## [Description of the task]
In the records below, find each line holding the word "facade" and copy it.

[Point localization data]

====================

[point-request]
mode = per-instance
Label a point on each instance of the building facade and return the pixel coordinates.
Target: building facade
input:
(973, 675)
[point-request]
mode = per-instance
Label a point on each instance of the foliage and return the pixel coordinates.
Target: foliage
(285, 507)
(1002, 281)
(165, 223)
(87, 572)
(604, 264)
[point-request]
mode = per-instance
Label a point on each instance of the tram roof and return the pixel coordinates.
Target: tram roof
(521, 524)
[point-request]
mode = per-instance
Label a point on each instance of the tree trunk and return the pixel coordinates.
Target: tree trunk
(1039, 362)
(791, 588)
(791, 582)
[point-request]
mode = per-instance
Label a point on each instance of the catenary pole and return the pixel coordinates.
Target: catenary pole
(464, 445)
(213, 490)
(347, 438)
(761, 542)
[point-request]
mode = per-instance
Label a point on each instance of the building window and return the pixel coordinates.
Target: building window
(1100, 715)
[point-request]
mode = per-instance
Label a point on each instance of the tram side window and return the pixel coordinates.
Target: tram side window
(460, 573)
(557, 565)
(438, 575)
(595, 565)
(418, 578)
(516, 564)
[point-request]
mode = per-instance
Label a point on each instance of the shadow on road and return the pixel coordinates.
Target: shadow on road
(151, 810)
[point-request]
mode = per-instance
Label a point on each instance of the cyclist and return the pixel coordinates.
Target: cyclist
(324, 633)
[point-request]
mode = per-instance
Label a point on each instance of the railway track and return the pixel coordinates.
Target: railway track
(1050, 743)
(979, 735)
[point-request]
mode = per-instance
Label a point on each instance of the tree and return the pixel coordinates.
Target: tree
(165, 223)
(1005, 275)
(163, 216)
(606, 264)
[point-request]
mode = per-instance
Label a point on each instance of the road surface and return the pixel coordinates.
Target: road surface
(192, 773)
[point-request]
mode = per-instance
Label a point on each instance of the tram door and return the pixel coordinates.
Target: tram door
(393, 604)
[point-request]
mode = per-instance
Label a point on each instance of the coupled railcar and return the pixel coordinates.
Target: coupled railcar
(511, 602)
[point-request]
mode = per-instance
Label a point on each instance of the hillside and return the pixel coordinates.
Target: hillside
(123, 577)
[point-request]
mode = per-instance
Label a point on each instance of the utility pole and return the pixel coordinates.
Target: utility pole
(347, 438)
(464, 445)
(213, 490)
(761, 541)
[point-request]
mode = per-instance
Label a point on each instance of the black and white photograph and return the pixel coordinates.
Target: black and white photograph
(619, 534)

====================

## [Answer for the task]
Label a point on each instance of the building facade and return the pixel coordinates.
Target: building facade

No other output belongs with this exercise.